> [Problem description]: Copy every line of the material precisely.
··· Records provided
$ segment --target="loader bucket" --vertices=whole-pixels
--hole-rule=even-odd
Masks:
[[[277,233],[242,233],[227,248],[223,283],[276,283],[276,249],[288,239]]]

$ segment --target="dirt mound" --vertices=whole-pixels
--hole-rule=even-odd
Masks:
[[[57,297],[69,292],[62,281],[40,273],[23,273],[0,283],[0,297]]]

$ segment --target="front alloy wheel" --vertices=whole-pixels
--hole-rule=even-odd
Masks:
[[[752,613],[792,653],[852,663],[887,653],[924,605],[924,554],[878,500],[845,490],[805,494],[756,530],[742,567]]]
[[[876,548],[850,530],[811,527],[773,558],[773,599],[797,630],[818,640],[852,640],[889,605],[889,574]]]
······
> [Response]:
$ segment --target="loader bucket" --vertices=whole-pixels
--hole-rule=even-odd
Masks:
[[[277,233],[242,233],[227,248],[223,283],[276,283],[276,249],[288,239]]]

$ segment --target="dirt mound" --vertices=whole-pixels
--hole-rule=even-odd
Masks:
[[[57,297],[69,292],[62,281],[40,273],[23,273],[0,283],[0,297]]]

$ segment --target="front alloy wheel" --vertices=whole-pixels
--hole-rule=even-odd
Masks:
[[[752,613],[792,653],[852,663],[887,653],[924,605],[924,554],[878,500],[845,490],[805,494],[756,530],[742,567]]]
[[[876,548],[850,530],[811,527],[773,558],[773,599],[797,630],[818,640],[852,640],[889,605],[889,574]]]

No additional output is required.